[BEGIN Excerpted text]

Pioneers of the giant freak wave

Shukla and Eliasson already managed to simulate how the giant freak wave occurs on the computer four years ago. If two or more waves meet at a certain relatively small angle, they can progressively "amplify" each other. Two non-linear interacting waves therefore act very differently to a single wave which shows normal instabilities and breaks up into several small waves, which then run diagonally to each other. Two non-linear waves, however, cause the water to behave in a new way, for example, the emergence of downright "wave packets" with amplitudes three times higher than that of a single wave. Buoyed by strong currents and powerful -- opposing -- winds, the giant wave can continuously build up from there.

[END Excerpted text]
[BEGIN Listed entries]

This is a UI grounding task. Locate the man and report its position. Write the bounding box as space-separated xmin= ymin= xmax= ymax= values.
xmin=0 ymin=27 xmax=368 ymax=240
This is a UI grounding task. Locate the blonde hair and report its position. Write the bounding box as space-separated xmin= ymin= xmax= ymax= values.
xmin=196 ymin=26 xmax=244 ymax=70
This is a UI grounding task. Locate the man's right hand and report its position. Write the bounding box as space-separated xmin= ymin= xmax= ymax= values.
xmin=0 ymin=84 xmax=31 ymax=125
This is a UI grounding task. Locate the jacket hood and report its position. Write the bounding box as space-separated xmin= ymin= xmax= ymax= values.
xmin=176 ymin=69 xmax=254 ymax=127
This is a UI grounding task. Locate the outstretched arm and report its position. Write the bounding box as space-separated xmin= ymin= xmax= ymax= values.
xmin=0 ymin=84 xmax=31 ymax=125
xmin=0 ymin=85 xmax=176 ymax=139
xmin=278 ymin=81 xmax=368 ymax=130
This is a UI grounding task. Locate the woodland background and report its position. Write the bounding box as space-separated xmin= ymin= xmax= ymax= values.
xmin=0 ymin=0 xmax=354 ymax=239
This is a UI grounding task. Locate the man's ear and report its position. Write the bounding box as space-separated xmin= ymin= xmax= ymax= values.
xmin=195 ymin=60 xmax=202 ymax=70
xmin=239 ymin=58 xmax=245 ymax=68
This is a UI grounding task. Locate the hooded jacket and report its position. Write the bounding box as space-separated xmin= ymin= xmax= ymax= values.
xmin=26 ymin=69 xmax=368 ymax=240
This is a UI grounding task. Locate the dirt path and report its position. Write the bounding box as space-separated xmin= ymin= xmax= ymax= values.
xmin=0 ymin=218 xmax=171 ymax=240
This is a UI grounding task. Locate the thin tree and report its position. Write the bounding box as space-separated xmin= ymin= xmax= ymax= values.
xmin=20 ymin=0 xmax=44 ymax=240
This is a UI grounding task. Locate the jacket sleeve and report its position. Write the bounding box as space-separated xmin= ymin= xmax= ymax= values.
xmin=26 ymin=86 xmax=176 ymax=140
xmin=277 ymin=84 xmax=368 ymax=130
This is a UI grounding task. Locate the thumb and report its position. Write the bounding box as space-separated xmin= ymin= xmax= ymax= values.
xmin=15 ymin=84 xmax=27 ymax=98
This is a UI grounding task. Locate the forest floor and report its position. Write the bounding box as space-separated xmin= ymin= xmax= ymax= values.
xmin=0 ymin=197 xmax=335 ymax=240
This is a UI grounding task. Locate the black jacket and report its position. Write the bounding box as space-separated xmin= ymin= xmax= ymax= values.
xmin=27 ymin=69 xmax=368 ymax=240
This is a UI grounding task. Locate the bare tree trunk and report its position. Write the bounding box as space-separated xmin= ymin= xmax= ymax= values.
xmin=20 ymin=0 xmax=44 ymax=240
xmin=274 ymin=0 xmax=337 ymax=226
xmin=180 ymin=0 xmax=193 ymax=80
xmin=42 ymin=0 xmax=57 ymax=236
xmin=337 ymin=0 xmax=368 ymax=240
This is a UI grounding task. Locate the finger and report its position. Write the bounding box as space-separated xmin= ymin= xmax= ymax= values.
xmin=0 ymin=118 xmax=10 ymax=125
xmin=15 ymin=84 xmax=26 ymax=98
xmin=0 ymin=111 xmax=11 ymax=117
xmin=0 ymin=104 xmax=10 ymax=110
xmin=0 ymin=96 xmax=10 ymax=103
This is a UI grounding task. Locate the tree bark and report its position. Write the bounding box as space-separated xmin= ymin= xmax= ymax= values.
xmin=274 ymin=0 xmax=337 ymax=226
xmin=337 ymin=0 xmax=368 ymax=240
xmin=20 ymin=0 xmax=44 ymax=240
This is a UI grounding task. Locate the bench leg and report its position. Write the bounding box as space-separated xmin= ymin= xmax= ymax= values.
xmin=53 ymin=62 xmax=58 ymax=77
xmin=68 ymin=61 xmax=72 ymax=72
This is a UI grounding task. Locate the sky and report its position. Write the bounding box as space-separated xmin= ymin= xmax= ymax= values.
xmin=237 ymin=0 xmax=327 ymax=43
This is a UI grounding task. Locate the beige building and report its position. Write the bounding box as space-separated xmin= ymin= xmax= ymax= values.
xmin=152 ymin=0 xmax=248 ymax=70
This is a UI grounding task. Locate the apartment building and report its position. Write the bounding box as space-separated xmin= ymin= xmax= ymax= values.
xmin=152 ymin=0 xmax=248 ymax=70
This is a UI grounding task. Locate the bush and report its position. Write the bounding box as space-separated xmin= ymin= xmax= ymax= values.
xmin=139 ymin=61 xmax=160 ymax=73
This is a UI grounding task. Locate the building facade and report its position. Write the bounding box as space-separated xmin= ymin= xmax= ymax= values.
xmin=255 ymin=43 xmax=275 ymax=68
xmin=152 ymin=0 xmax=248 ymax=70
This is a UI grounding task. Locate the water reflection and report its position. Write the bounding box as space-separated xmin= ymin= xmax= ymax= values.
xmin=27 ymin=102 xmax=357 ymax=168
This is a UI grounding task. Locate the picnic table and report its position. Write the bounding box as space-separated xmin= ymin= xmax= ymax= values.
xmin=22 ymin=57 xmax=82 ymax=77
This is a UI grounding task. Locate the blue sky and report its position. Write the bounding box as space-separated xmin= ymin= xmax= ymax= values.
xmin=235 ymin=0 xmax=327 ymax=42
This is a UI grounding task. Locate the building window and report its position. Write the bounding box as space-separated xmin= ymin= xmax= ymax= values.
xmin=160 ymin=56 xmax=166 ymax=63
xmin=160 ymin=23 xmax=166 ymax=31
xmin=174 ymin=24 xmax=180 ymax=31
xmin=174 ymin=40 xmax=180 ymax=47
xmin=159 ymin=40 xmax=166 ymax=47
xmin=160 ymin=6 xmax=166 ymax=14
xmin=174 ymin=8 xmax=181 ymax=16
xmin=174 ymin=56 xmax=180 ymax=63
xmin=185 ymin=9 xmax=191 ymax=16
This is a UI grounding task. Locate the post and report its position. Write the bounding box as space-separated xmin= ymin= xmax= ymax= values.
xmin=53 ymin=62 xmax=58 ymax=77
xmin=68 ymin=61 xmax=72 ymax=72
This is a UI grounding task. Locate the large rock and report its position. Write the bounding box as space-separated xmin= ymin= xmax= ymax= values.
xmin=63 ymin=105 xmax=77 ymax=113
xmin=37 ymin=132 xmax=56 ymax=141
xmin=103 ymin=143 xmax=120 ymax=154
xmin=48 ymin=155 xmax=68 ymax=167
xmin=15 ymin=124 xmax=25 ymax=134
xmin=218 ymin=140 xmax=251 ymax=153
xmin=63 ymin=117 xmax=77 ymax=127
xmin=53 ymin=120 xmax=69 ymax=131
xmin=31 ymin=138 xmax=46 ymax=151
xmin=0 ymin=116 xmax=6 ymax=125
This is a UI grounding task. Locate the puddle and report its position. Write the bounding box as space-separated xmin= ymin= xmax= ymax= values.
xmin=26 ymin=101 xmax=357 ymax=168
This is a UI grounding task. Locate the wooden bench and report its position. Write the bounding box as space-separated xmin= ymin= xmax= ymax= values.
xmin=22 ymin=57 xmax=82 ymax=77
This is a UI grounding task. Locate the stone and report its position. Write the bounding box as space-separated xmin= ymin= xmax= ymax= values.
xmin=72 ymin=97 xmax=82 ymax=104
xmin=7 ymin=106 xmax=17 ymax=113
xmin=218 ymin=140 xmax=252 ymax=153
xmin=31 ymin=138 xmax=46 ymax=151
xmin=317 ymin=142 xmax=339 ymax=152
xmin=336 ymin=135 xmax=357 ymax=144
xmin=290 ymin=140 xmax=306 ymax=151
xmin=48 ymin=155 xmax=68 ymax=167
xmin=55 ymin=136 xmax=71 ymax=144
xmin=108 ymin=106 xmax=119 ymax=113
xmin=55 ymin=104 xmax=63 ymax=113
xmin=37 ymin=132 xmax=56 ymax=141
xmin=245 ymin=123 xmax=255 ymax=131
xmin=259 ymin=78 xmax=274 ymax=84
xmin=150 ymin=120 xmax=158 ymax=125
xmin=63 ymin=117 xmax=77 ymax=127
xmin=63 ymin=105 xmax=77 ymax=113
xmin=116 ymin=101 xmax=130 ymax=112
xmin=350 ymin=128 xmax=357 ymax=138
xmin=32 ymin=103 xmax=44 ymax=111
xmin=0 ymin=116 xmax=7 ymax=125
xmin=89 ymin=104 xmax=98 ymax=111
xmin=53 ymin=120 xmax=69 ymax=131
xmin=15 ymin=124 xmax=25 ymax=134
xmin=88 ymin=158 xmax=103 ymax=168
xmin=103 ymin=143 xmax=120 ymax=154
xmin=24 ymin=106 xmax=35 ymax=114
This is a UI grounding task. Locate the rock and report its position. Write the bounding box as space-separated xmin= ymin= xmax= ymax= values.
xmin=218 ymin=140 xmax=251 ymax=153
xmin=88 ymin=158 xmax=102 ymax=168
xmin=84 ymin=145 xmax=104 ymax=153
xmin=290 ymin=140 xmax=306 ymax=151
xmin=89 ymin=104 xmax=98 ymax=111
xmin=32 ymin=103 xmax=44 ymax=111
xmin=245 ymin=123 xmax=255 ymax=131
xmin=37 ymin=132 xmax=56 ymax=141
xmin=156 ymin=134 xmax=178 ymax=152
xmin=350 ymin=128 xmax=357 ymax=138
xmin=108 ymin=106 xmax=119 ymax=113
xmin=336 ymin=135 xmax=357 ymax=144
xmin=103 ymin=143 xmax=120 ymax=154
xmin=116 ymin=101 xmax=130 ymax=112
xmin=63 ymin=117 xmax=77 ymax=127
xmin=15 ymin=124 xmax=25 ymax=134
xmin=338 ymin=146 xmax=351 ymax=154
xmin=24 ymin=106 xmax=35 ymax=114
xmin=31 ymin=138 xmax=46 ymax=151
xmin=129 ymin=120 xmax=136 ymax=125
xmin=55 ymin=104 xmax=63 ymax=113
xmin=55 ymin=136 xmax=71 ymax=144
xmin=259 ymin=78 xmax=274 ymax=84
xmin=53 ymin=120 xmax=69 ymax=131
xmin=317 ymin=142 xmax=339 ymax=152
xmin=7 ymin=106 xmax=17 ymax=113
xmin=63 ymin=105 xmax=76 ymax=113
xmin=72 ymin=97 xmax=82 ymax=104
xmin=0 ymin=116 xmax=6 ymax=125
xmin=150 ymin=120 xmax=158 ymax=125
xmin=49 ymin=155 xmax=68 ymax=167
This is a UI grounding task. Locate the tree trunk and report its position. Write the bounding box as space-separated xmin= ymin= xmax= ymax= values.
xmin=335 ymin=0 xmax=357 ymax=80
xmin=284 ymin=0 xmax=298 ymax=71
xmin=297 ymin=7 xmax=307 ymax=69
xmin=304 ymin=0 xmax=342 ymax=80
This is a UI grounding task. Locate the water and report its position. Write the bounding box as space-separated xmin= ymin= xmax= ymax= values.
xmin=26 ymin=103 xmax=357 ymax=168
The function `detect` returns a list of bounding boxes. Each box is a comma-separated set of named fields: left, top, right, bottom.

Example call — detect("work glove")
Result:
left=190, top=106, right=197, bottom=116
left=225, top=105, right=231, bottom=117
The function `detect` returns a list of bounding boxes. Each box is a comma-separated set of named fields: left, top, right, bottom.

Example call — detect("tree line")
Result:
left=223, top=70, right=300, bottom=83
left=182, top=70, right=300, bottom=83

[END Listed entries]

▶ _Set problem_: Repeat part of the freak wave text word for word. Start at the words that contain "Pioneers of the" and stop after "up from there.". These items have nothing to do with the freak wave text.

▶ _Solution to this task_:
Pioneers of the giant freak wave

Shukla and Eliasson already managed to simulate how the giant freak wave occurs on the computer four years ago. If two or more waves meet at a certain relatively small angle, they can progressively "amplify" each other. Two non-linear interacting waves therefore act very differently to a single wave which shows normal instabilities and breaks up into several small waves, which then run diagonally to each other. Two non-linear waves, however, cause the water to behave in a new way, for example, the emergence of downright "wave packets" with amplitudes three times higher than that of a single wave. Buoyed by strong currents and powerful -- opposing -- winds, the giant wave can continuously build up from there.